**THE TASK**:
Transcribe every record verbatim; no pictures.

[Opening RECORDS PROVIDED section]

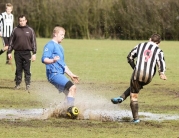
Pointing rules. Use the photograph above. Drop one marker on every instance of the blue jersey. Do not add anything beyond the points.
(51, 50)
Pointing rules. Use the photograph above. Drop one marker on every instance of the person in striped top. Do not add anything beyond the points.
(148, 55)
(6, 21)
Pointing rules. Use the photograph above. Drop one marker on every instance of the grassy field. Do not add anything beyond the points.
(104, 73)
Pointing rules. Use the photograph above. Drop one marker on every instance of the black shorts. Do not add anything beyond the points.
(136, 86)
(6, 41)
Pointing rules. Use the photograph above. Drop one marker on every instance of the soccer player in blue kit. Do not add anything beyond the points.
(53, 57)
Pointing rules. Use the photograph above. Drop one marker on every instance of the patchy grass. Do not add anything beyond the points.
(104, 73)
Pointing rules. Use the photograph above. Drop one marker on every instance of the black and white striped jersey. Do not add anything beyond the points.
(7, 24)
(148, 55)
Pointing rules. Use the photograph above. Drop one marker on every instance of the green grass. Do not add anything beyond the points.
(104, 72)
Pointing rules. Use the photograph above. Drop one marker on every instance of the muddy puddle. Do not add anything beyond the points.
(104, 115)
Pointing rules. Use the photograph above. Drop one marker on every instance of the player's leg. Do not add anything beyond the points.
(62, 83)
(18, 74)
(70, 91)
(121, 98)
(26, 67)
(6, 44)
(135, 87)
(4, 40)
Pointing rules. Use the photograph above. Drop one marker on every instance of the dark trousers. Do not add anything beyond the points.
(23, 62)
(6, 43)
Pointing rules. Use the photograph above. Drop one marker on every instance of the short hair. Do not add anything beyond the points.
(9, 5)
(156, 38)
(57, 29)
(22, 16)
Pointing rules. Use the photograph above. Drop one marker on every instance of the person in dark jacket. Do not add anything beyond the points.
(23, 42)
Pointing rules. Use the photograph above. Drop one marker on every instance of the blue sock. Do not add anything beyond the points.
(70, 101)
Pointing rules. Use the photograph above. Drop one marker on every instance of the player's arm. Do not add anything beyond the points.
(74, 77)
(50, 61)
(3, 49)
(130, 58)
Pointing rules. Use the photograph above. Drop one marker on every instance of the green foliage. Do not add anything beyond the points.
(104, 72)
(99, 19)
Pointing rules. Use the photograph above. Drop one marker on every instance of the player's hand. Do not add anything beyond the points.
(75, 78)
(33, 58)
(5, 48)
(56, 58)
(10, 56)
(163, 77)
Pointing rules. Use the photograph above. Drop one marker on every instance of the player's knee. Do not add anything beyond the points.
(73, 88)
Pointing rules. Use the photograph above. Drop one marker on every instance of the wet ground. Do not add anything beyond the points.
(103, 115)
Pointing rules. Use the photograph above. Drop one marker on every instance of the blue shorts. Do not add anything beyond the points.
(59, 81)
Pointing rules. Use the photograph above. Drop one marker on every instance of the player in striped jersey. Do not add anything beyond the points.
(6, 20)
(148, 55)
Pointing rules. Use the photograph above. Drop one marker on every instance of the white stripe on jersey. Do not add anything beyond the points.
(7, 24)
(148, 55)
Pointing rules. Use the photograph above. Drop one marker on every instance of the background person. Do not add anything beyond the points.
(6, 20)
(148, 55)
(23, 41)
(53, 57)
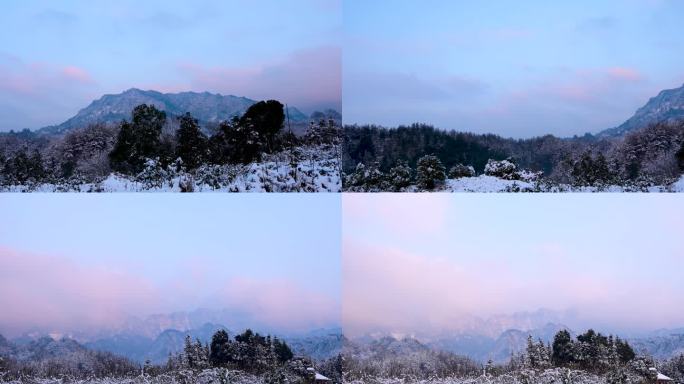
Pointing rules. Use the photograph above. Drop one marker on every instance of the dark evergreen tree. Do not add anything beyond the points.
(148, 122)
(267, 118)
(562, 349)
(123, 157)
(624, 350)
(219, 354)
(191, 142)
(680, 158)
(138, 140)
(282, 350)
(429, 172)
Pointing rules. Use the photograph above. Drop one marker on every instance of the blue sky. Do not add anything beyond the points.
(517, 69)
(421, 263)
(271, 256)
(56, 57)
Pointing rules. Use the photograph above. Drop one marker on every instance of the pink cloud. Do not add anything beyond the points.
(52, 293)
(305, 78)
(394, 290)
(279, 303)
(623, 73)
(77, 74)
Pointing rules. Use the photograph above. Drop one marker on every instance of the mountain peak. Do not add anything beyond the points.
(207, 107)
(667, 106)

[Closing RECORDS PROVIDED section]

**RESULT OF THIS EXERCISE**:
Pointing rules. Use the photograph above. Drop one marker on every instance of the blue jersey. Do not add anything beyond the points.
(51, 50)
Pointing rules. Use the photograph above. Drop one marker on every instance of the person in striped top. Do not add anything beyond the points.
(148, 55)
(6, 21)
Pointing rules. Use the photograph above. Drop one marker on every instance of the grassy field. Do not add anything beyond the points.
(104, 73)
Pointing rules. Use the photograph above. Drop one marker on every instance of the black shorts. Do not add anything beyond the points.
(136, 86)
(6, 41)
Pointing rules. Use the photograph above. Drop one marker on every instance of the soccer player in blue kit. Do not add anything beyond the points.
(53, 57)
Pointing rules. Use the photograph above. Drop one marker on every instance of the patchy grass. Do not add anything beyond the points.
(104, 73)
Pointing rules. Use the photograph above. Drop one marker on every instance of the black and white striped jersey. Do not add anything beyond the points.
(7, 24)
(148, 55)
Pointing rules. Use the photograph above. Drop one marker on every instance of the green grass. Do not add anything beyond the points.
(104, 72)
Pointing rules. Use the photograph above. Drop one marker on every instance of the muddy puddle. Do not add anything beyond the points.
(104, 115)
Pointing rules. Use the photograph above. Drop one marker on every instance of the player's leg. Do not add anything beyond the points.
(62, 83)
(18, 74)
(70, 91)
(121, 98)
(26, 67)
(6, 44)
(135, 87)
(4, 40)
Pointing rules. Use the photograph above. Drop one marker on every instance of the dark trousers. Do not add anything beyond the points.
(23, 62)
(6, 43)
Pointing rules. Use the photograph above. Drop one marker on every instance of the short hair. Do not add anything beyond the points.
(9, 5)
(156, 38)
(57, 29)
(22, 16)
Pointing rules. Use the photograph above. Drop one marker on every instance of the person in dark jacket. Do not add anything beyond the points.
(23, 42)
Pointing rules. Use the photograph above. Drop one marker on every instance of the blue sock. Do not add anything beyond the points.
(70, 101)
Pointing rules. Use the photograph above. Drop one marker on every instance of the player's arm. Do not add anything beyond the points.
(74, 77)
(50, 61)
(3, 49)
(130, 58)
Pointing rules. Use the photograph above. Drop one marker on every instance of the green foliage. Do not add anything beyond the points.
(104, 72)
(99, 19)
Pointing rules. Use the photograph above. Drop one marker on every instance of the player's hand. Do not add anything beyond the points.
(75, 78)
(33, 58)
(5, 48)
(56, 58)
(10, 56)
(163, 77)
Pointing rules. Use the photograph above. Drop one marker on every instance of the player's knee. Do not add anything beyond the points.
(73, 88)
Pointing rules. Use the photograph above. Drop one marker on every instance of the wet ground. Do not add anything beyond the points.
(103, 115)
Pointing rules. Use the photograph above. Drop one marker on every instance of the blue shorts. Do not add anything beyond the points.
(59, 81)
Pointing rules. Use the photograph above. Drop one marker on every instance of the player in striped jersey. Do not add anything beyond the points.
(6, 20)
(148, 55)
Pointing rules. Use the photograph above. Drop one marker on every instance of the white stripe on jersey. Do not add anything beyond the points.
(7, 24)
(148, 55)
Pointing rules. Use the photograph above. Drop one marker on every instance of the background person. Do not add anything beyond the points.
(6, 20)
(148, 55)
(23, 41)
(53, 57)
Pointing rules. Use the photograph above. Drop one marker on every instance of the dark evergreen tree. Do not add anything beyond the points.
(148, 122)
(267, 118)
(562, 349)
(123, 157)
(624, 350)
(219, 354)
(191, 142)
(680, 158)
(138, 140)
(282, 350)
(429, 172)
Pointing rules. Use the photograph above. Drop one marker on every instance of the blue sky. Do not add anything beyond the points.
(517, 69)
(421, 263)
(271, 256)
(56, 57)
Pointing rules. Use the photograph above. Drop one marker on every instance of the pink cloud. Do not add anything beyond the points.
(52, 293)
(305, 78)
(394, 290)
(279, 303)
(623, 73)
(77, 74)
Pointing rules. Use the photograph above. Drop one marker on every instance of the mountain peak. Do not add anything beyond the points.
(207, 107)
(667, 106)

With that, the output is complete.